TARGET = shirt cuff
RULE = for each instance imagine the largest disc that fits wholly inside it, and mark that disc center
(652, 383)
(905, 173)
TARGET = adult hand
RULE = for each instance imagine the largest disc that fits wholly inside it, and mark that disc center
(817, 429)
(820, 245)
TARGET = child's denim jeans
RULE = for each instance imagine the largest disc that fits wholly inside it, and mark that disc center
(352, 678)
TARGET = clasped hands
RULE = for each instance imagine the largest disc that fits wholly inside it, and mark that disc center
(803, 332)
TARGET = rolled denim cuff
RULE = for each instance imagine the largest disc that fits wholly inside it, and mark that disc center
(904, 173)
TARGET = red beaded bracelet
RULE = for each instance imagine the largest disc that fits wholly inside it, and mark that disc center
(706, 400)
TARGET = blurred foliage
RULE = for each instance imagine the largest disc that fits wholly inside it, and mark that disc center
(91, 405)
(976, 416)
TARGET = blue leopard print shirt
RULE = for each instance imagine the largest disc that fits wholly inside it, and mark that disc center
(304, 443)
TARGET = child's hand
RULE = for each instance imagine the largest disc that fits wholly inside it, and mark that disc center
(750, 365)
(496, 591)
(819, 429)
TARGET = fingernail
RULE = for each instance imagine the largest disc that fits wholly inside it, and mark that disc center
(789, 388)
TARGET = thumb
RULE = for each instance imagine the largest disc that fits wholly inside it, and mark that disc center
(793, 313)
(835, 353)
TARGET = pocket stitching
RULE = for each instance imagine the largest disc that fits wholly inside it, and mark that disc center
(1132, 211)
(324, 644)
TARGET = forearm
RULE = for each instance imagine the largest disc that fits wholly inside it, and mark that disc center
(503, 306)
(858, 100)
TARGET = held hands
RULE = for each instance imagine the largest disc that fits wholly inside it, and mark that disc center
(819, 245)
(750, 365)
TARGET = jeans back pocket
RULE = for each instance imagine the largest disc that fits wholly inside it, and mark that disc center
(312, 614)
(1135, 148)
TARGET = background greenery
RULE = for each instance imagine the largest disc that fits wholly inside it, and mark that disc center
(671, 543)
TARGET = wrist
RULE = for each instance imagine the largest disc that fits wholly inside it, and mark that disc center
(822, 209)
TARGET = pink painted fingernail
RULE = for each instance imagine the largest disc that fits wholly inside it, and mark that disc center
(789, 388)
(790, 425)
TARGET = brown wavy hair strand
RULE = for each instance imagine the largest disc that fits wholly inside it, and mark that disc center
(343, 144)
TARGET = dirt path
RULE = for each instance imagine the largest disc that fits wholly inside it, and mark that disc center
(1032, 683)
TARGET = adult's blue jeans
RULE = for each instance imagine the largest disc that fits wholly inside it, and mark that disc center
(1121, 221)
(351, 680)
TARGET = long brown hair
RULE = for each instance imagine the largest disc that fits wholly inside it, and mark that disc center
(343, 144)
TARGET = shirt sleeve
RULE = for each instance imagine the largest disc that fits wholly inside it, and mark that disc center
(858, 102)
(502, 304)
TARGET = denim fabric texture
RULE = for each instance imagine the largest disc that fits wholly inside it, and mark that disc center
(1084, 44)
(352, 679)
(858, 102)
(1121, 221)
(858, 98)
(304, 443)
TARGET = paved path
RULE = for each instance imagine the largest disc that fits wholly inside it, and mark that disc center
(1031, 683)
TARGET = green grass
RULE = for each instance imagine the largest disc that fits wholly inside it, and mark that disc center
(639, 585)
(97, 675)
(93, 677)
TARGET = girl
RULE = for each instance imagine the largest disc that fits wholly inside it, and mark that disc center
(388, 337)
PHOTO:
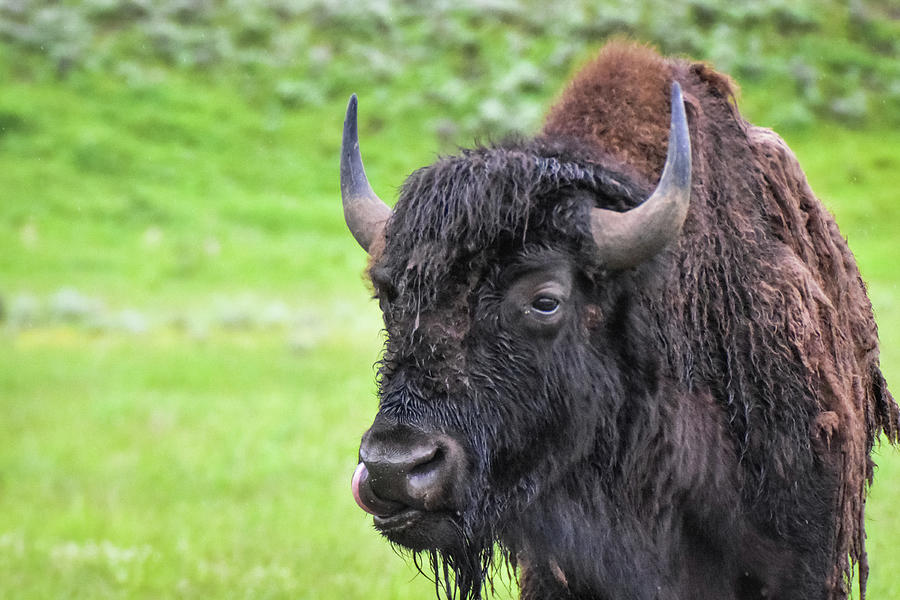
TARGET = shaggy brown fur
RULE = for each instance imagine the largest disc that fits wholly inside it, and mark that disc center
(696, 426)
(749, 185)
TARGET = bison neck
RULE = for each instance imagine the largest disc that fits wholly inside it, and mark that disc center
(663, 521)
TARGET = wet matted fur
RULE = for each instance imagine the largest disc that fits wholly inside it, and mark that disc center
(706, 423)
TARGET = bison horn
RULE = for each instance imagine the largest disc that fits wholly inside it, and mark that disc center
(364, 212)
(626, 239)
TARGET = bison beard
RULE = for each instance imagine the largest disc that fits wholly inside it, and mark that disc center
(694, 425)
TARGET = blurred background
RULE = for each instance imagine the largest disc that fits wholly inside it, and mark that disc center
(186, 341)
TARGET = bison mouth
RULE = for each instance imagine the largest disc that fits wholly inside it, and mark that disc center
(413, 528)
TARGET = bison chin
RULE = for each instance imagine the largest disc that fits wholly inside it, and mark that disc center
(420, 530)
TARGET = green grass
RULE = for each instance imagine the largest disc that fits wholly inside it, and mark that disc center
(208, 452)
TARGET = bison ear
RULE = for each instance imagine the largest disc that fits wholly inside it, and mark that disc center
(364, 212)
(626, 239)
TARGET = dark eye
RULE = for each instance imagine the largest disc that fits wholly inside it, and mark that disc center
(545, 305)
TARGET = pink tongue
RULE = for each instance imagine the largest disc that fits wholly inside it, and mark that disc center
(358, 475)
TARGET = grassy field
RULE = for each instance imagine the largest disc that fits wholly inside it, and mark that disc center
(186, 348)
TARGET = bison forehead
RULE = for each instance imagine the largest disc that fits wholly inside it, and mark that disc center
(465, 214)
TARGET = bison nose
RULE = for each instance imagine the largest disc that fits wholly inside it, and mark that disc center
(402, 468)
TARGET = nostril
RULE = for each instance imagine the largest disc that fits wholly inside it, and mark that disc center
(428, 463)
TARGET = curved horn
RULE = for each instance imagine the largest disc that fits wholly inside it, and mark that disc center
(364, 212)
(626, 239)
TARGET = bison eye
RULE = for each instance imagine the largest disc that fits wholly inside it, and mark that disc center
(545, 305)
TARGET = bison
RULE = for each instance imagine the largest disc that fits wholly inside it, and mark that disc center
(621, 384)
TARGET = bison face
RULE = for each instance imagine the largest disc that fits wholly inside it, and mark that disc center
(500, 369)
(479, 389)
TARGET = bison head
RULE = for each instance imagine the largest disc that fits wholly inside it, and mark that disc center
(509, 346)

·····

Render every row above as a two-column CSV with the headers "instruction" and "points", one line per row. Put each row's text and its answer in single quoted fields with line breaks replaced by spaces, and omit the pictures.

Solved problem:
instruction,points
"TARGET = shirt cuff RULE = for each instance imagine the largest disc that fits wholly inside it, and mark that disc center","(652, 383) (905, 173)"
"TARGET = adult hand RULE = for each instance imagine the largest disc that fits wholly inside it, and mark that disc center","(817, 429) (820, 245)"
"TARGET = child's denim jeans RULE = for each instance imagine the largest disc that fits wholly inside it, and mark that disc center","(352, 678)"
"TARGET = clasped hands RULE = for each instance imagine the largest disc that fits wholly inside it, and mark that disc center","(803, 332)"
"TARGET = rolled denim cuff RULE = for each instance imagine the largest disc that fits wholly inside it, and mark that disc center","(904, 173)"
"TARGET = red beaded bracelet RULE = for each instance imagine the largest disc that fits wholly inside it, and mark that disc center","(706, 400)"
"TARGET = blurred foliage RULE = for each instance imagine the largest disc that fits wholly inside it, and mark that disc center","(91, 405) (976, 416)"
"TARGET = blue leopard print shirt RULE = for each instance imagine the largest disc that fits wholly inside it, and mark that disc center","(304, 443)"
"TARGET = child's hand RULE = for each instance imagine the largest disc that fits wholly inside it, and mark that disc center","(750, 365) (496, 591) (819, 429)"
"TARGET = fingernail RULE = for each instance imagine the largest disc that fits wholly inside it, and mark that disc center","(789, 388)"
"TARGET = thumb RULE = for each instance imagine the largest disc that fits wholly inside it, and mark that disc center","(793, 313) (835, 353)"
"TARGET = pocket stitching RULE = for each instance imagine the largest disc that fits wholly inside it, and mark that disc center","(1132, 211) (324, 644)"
"TARGET = forearm RULE = for each instance imagine the largest disc that fits wholly inside it, and mark that disc center","(503, 306) (858, 100)"
"TARGET = held hands RULE = for each instance imagine the largest disc that fits wholly inside it, and mark that disc center","(819, 245) (750, 365)"
"TARGET = jeans back pocket RULE = for each instance imagine the largest disc that fits wholly inside it, and mark that disc center","(312, 614) (1135, 148)"
"TARGET = background greenery RULE = for each instance imagine the largest disc that fits wholly inside it, and mark that disc center","(671, 543)"
"TARGET = wrist RULE = for each instance imagine the largest disc that fits wholly inside it, and mark that disc center","(822, 209)"
"TARGET = pink painted fingernail RULE = for each instance imagine the largest disc that fits wholly inside it, and mark that disc center","(789, 388) (790, 425)"
"TARGET = brown wavy hair strand RULE = for each instance imagine the largest disc that fits wholly inside it, and mark that disc center","(343, 144)"
"TARGET = dirt path RULE = for each instance imagine the largest disc that fits wholly inside it, and mark that disc center","(1032, 683)"
"TARGET = adult's blue jeans RULE = for each instance imagine the largest disc that fits wholly inside it, and mark that disc center","(1121, 221) (351, 680)"
"TARGET = long brown hair RULE = for each instance imagine the largest disc that fits wholly inside it, and mark that disc center","(343, 144)"
"TARGET = shirt sleeve RULE = for each instance imagine the largest disc that fits wholly inside it, and mark that disc center","(858, 102) (502, 304)"
"TARGET = denim fabric texture RULE = for each instance imagine the largest disc that fits wholly inside it, and mark that disc center","(1084, 44) (352, 679) (858, 102) (1121, 221) (858, 98) (304, 443)"
"TARGET = paved path RULE = for each instance imagine the largest disc that fits wholly inside it, and mark that disc center","(1031, 683)"
"TARGET = green grass RULE = for each instance imagine the largest disc that fits wholly inside it, and mark that disc center","(639, 585) (97, 675) (93, 677)"
"TARGET = girl RULE = for each instance imagine the largest disc that fits wholly inside it, and mark that disc center","(388, 337)"
"PHOTO: TARGET = shaggy brown fur RULE = for each instance imagine the largest disc that fits wholly inside it, and mark that disc center","(696, 426) (749, 185)"
"TARGET = bison neck RULE = for each instance imagine the largest disc that fits wholly inside it, and mark that disc center","(663, 521)"
"TARGET = wet matted fur RULE = for each instance imagine the largest disc that fits wholly inside it, and mark that disc center","(706, 423)"
"TARGET = bison horn RULE = for each instance imagine the largest disc that fits wholly inside it, and mark that disc center","(364, 212) (626, 239)"
"TARGET = bison beard RULE = for each instance imagine the largest disc that fits wholly inside it, and mark that disc center","(694, 425)"
"TARGET = blurred background RULE = for each instance imagine the largest disc that fits wholly inside it, and mark that disc center","(186, 341)"
"TARGET = bison mouth RULE = for each instance imagine the largest disc that fits wholly inside it, and mark that disc center","(413, 528)"
"TARGET = bison chin RULE = for each instance imagine the largest disc that fits wholly inside it, and mark that disc center","(420, 530)"
"TARGET = green grass RULE = for each instance imagine the largest disc that fits wholly inside it, and mark that disc center","(208, 452)"
"TARGET = bison ear RULE = for each instance imagine the largest disc that fits wholly inside it, and mark that disc center","(364, 212) (626, 239)"
"TARGET = dark eye RULE = for each instance imagine the largest disc that fits wholly inside it, and mark that disc center","(545, 305)"
"TARGET = pink tongue RULE = for each instance imagine the largest disc that fits wholly inside it, and mark that disc center","(358, 475)"
"TARGET = grassy field RULE = for each instance imagine the largest disc that fits wholly inside it, and mark that disc center","(186, 348)"
"TARGET = bison forehead RULE = for each instance imagine the largest disc that fits wholly inside it, and mark that disc center","(465, 214)"
"TARGET = bison nose RULE = for each instance imagine the largest disc that fits wholly inside it, and mark that disc center","(402, 468)"
"TARGET = nostril RULE = for each instance imagine the largest disc that fits wholly inside it, and mark that disc center","(428, 463)"
"TARGET = curved horn RULE = for each instance imagine the largest disc that fits wholly inside it, and mark that disc center","(364, 212) (626, 239)"
"TARGET = bison eye RULE = for each instance imagine the largest disc that fits wholly inside it, and mark that disc center","(545, 305)"
"TARGET = bison RULE = for each instance imagine the largest disc that fits wholly inside it, and mark that disc center","(621, 384)"
"TARGET = bison face RULE = for each instance imagine the largest disc that fits wholly inside it, and mark that disc center","(500, 369) (479, 389)"
"TARGET = bison head RULE = for each instance imagine the largest disc that fits wholly inside it, and mark that disc center","(509, 346)"